Document segment:
________________________

= Kenneth Molloy =

Judge on New York State Supreme Court

Kenneth Dennis Molloy (August 2, 1919 – March 9, 1999) was a judge on the New York State Supreme Court.

==Early life==
Molloy was born in Brooklyn, New York and attended high school at Manual Training High School, where he played lacrosse, basketball, baseball and swimming. He also worked on the school newspaper, was class president and a member of the student government. Molloy was also a member of the Mu Chapter of the Omega Gamma Delta fraternity and became acquainted with Manhasset through both the fraternity (which had a chapter in Manhasset) and through lacrosse which was then the only school on Long Island to have a team.

Molloy subsequently attended Syracuse University, where he was a two-time All-American as a member of the lacrosse team. He was also a member of the Sigma Chi fraternity.

==World War II==
On March 29, 1943, Ens. Molloy was assigned to Squadron 21 and told to report to Commander Motor Torpedo Squadron Twenty-One, Navy Yard, New York for outfitting. He then served as a PT boat commander in the Pacific in World War II where he was awarded a Silver Star for "conspicuous gallantry and intrepidity in action against the enemy" while holding the rank of Lieutenant (jg.). His citation reads:

On 17 August 1944, as Commanding Officer of Motor Torpedo Boat 326, he was conducting a patrol against Japanese barges on the west shore of Geelvink Bay. On the previous night another PT patrol had sighted and attacked approximately twelve enemy barges on the beach on the southeastern coast of Mansiman Island, off Manokwari, New Guinea. Under orders to make a close reconnaissance of these barges, and to destroy any that remained serviceable, he approached the position in broad daylight to within twenty yards of the beach. He first made one run at a very slow speed to appraise the number and condition of the enemy craft. He then reversed his course and thoroughly strafed the entire row of barges. At this time heavy calibre enemy batteries at Manokwari opened up, as well as machine gun positions on Mansiman. Despite this, he courageously and aggressively made a second run in the face of the fire to within fifty yards of the barges and beach. It has been definitely established that three of the craft were sunk, and all the remaining barges were damaged beyone repair. His skill and calmness were outstanding. His leadership was an inspiration to his men. His actions were in keeping with the highest traditions of the Navy of the United States.

________________________

Your tasks:
(a) Answer these questions from the Kenneth Molloy biography:
(i) At which university was Molloy a two-time All-American in lacrosse?
(ii) What boat was Molloy commanding on 17 August 1944?
(iii) How many of the enemy craft were definitely established as sunk?
(b) Write the next part of the Kenneth Molloy biography, starting after the Silver Star citation.
The items do not need to be used at all.

The data:
________________________

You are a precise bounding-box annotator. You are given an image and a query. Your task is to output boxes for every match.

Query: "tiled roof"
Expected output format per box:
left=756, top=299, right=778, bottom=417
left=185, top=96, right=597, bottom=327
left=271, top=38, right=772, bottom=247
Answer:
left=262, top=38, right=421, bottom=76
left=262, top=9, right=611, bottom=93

________________________

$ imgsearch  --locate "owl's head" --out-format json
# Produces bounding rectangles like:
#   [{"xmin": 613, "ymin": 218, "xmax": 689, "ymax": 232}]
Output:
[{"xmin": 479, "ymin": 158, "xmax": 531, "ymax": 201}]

________________________

Responses to the exercise:
(a)
(i) Syracuse University
(ii) Motor Torpedo Boat 326
(iii) Three

(b)
−Thomas C. Kinkaid, Vice Admiral, U.S. Navy, Commander Seventh Fleet. Classified Citation

Following his tour as a PT boat commander, Molloy was recruited by the O.S.S. to head a highly dangerous mission in connection with the projected invasion of Japan. A small fleet of junks was to be filled with high explosives and sunk over the tunnels connecting the Japanese southern islands with the main island, to destroy them prior to the actual invasion and impede the movement of troops. A single junk was designated to attempt rescue of the crews. Molloy and his associates were returning to the Pacific from training in the United States when the atom bombs were dropped, averting the invasion. Molloy had sufficiently impressed the head of the O.S.S., General William Donovan, that he later offered Molloy a place in his law firm on graduation from law school. He did not accept.

==Later life==

Following his time in the Navy, he returned to Syracuse for law school and doubled as the Syracuse Varsity Lacrosse coach. Molloy passed the New York Bar Exam while still a law student and the Bar Association responded by barring students from taking the exam in future.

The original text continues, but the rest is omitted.